** begin **

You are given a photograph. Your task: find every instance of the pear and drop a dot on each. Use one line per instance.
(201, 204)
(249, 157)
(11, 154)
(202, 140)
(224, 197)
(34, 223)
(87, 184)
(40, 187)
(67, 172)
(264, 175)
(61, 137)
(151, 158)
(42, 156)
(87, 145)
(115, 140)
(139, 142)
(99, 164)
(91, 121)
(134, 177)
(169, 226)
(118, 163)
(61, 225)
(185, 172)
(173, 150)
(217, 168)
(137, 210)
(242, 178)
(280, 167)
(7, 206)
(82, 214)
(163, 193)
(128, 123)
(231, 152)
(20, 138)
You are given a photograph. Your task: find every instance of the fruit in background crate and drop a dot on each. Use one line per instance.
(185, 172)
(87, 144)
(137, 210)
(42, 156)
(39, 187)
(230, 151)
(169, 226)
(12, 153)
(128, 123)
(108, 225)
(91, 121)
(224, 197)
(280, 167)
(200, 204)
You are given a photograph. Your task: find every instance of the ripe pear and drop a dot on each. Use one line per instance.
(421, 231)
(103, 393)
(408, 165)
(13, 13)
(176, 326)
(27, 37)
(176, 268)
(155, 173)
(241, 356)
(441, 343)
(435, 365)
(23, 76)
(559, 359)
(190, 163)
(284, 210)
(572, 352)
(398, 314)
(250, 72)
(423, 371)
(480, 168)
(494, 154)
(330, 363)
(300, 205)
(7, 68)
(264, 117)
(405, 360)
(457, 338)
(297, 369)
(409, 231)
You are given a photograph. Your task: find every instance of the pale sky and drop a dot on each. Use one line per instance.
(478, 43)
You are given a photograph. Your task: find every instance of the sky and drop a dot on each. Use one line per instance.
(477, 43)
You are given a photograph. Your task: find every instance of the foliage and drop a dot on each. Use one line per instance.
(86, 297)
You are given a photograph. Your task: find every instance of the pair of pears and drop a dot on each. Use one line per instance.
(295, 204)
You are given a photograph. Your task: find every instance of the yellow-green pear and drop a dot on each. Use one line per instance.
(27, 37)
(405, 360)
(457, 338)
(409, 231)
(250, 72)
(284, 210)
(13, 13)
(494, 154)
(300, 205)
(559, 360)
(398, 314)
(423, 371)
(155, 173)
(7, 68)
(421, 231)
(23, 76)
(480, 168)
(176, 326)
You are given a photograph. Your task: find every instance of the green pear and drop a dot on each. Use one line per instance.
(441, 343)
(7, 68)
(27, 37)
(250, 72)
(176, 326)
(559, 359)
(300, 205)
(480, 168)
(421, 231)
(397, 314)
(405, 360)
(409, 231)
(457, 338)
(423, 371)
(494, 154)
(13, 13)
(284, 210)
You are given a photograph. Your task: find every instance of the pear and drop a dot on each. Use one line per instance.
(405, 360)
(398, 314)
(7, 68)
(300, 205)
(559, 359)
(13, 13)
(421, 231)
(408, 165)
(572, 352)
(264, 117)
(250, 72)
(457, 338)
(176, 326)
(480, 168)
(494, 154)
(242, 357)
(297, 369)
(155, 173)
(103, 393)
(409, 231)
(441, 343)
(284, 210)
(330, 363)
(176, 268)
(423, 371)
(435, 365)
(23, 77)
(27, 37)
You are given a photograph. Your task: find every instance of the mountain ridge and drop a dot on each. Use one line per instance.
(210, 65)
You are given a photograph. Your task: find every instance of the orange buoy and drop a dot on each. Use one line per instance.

** end **

Work required:
Write out the data again, exactly and in full.

Solution below:
You are given a photograph. Your task: find every instance of the pear and drop a dot on each. Use one line per instance.
(201, 204)
(249, 157)
(11, 154)
(202, 140)
(224, 197)
(34, 223)
(87, 184)
(40, 187)
(67, 172)
(264, 175)
(61, 137)
(151, 158)
(42, 156)
(87, 145)
(115, 140)
(139, 142)
(99, 164)
(91, 121)
(134, 177)
(169, 226)
(118, 163)
(61, 225)
(185, 172)
(173, 150)
(217, 168)
(137, 210)
(242, 178)
(280, 167)
(7, 206)
(82, 214)
(163, 193)
(128, 123)
(231, 152)
(20, 138)
You are given a photograph. Your task: find every instance of the fruit in background crate and drop a dot on each. Use one line per instance.
(185, 172)
(87, 144)
(137, 210)
(42, 156)
(39, 187)
(230, 151)
(169, 226)
(12, 153)
(128, 123)
(108, 225)
(91, 121)
(224, 197)
(280, 167)
(200, 204)
You are given a photograph. Your task: find every instance of the ripe pear and drop a dot on each. Use one line per instance.
(421, 231)
(103, 393)
(408, 165)
(13, 13)
(176, 326)
(27, 37)
(176, 268)
(155, 173)
(241, 356)
(441, 343)
(435, 365)
(23, 76)
(559, 359)
(190, 163)
(284, 210)
(572, 352)
(398, 314)
(250, 72)
(423, 371)
(480, 168)
(494, 154)
(330, 363)
(300, 205)
(7, 68)
(264, 117)
(405, 360)
(457, 338)
(297, 369)
(409, 231)
You are given a photograph. Your task: find every instance of the pale sky and drop a dot on each. Use one line per instance.
(478, 43)
You are given a photograph. Your task: find every instance of the sky and drop a dot on each. Use one line per instance.
(477, 43)
You are given a photograph. Your task: find every instance of the foliage and drop a dot on each. Use one line per instance.
(86, 297)
You are given a photograph. Your task: find every instance of the pair of pears and drop a dot on each. Use one line per instance.
(295, 204)
You are given a photograph. Your task: find every instance of the yellow-green pear and drop a dot on each. Use one line per instance.
(27, 37)
(405, 360)
(457, 338)
(409, 231)
(250, 72)
(284, 210)
(13, 13)
(494, 154)
(300, 205)
(559, 360)
(398, 314)
(423, 371)
(155, 173)
(7, 68)
(421, 231)
(23, 76)
(480, 168)
(176, 326)
You are given a photograph. Your task: find every instance of the green pear and drop a dot on each. Use one line per instance.
(441, 343)
(7, 68)
(27, 37)
(250, 72)
(176, 326)
(559, 359)
(300, 205)
(480, 168)
(421, 231)
(397, 314)
(405, 360)
(409, 231)
(457, 338)
(423, 371)
(494, 154)
(13, 13)
(284, 210)
You are given a photograph. Your task: find every instance of the pear and drop a dot on each. Use one line per instance.
(405, 360)
(398, 314)
(7, 68)
(300, 205)
(559, 359)
(13, 13)
(421, 231)
(408, 165)
(572, 352)
(264, 117)
(250, 72)
(457, 338)
(176, 326)
(480, 168)
(494, 154)
(242, 357)
(297, 369)
(155, 173)
(103, 393)
(409, 231)
(441, 343)
(284, 210)
(330, 363)
(176, 268)
(423, 371)
(435, 365)
(23, 77)
(27, 37)
You are given a photograph. Your task: find every instance of the mountain ridge and drop a dot on each. Use one line per instance.
(210, 65)
You are given a photograph. Your task: find every instance of the orange buoy and drop a dot on each. Use one line per instance.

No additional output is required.